-- Start --

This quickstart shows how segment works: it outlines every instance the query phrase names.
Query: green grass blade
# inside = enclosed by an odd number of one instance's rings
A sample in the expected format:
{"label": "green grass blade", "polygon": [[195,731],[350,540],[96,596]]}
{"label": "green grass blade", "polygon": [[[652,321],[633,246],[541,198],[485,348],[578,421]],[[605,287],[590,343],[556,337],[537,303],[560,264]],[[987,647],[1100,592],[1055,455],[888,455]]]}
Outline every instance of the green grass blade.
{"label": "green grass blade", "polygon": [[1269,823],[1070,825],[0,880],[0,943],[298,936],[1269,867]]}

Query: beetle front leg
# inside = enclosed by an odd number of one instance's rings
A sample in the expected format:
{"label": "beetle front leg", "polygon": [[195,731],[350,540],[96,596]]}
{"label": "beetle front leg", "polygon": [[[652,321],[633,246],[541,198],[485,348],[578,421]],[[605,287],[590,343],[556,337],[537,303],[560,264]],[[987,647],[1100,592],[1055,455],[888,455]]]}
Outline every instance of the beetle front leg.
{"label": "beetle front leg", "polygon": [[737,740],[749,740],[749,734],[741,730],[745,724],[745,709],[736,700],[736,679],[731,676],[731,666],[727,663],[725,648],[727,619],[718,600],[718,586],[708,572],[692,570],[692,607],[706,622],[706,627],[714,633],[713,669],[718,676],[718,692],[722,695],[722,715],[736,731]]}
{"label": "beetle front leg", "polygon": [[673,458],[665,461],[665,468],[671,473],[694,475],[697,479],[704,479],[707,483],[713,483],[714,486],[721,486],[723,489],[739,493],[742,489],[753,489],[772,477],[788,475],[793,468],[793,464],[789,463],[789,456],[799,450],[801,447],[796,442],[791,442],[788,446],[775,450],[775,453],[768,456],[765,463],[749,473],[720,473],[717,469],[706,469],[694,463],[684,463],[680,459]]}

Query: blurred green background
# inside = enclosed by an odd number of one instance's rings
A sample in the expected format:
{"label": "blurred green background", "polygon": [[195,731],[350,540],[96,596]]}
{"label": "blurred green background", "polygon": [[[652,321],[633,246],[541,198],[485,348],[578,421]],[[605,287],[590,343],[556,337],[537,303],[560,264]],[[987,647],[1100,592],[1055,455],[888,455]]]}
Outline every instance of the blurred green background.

-- End --

Reproduce the lines above verbatim.

This quickstart shows how segment works: it outlines every instance the query phrase names.
Query: green grass blade
# inside = enclosed by an odd number of one instance's rings
A sample in the expected format:
{"label": "green grass blade", "polygon": [[195,731],[350,540],[96,596]]}
{"label": "green grass blade", "polygon": [[[652,321],[633,246],[541,198],[485,348],[578,421]],[[605,287],[590,343],[556,337],[537,303],[560,264]],[[987,647],[1100,592],[1055,455],[888,455]]]}
Outline every instance of the green grass blade.
{"label": "green grass blade", "polygon": [[1269,823],[1070,825],[0,880],[0,943],[298,936],[1269,867]]}

Query: beetle front leg
# inside = enclosed by an odd number of one instance's rings
A sample in the expected format:
{"label": "beetle front leg", "polygon": [[195,731],[350,540],[96,596]]}
{"label": "beetle front leg", "polygon": [[[652,321],[633,246],[541,198],[485,348],[578,421]],[[605,287],[590,343],[556,337],[537,303],[560,264]],[[987,647],[1100,592],[1055,455],[888,455]]]}
Outline every instance of the beetle front leg.
{"label": "beetle front leg", "polygon": [[737,740],[749,740],[749,734],[741,730],[745,724],[745,709],[736,700],[736,679],[731,676],[731,666],[727,663],[725,648],[727,619],[718,600],[718,586],[708,572],[692,570],[692,607],[706,622],[706,627],[714,633],[713,669],[718,676],[718,692],[722,695],[722,715],[736,731]]}
{"label": "beetle front leg", "polygon": [[673,458],[665,461],[665,468],[671,473],[694,475],[697,479],[704,479],[707,483],[713,483],[714,486],[721,486],[723,489],[739,493],[742,489],[753,489],[772,477],[788,475],[793,468],[793,464],[789,463],[789,456],[799,450],[801,447],[796,442],[791,442],[788,446],[775,450],[775,453],[768,456],[765,463],[749,473],[720,473],[717,469],[706,469],[694,463],[684,463],[680,459]]}

Query: blurred green background
# inside = enclosed by an odd number of one instance's rings
A sample in the expected format:
{"label": "blurred green background", "polygon": [[195,731],[350,540],[96,596]]}
{"label": "blurred green background", "polygon": [[[652,321],[633,246],[541,198],[485,348],[578,421]],[[605,287],[590,343],[556,337],[537,303],[560,264]],[[987,647],[1100,592],[1055,455],[888,455]]]}
Outline every instance of the blurred green background.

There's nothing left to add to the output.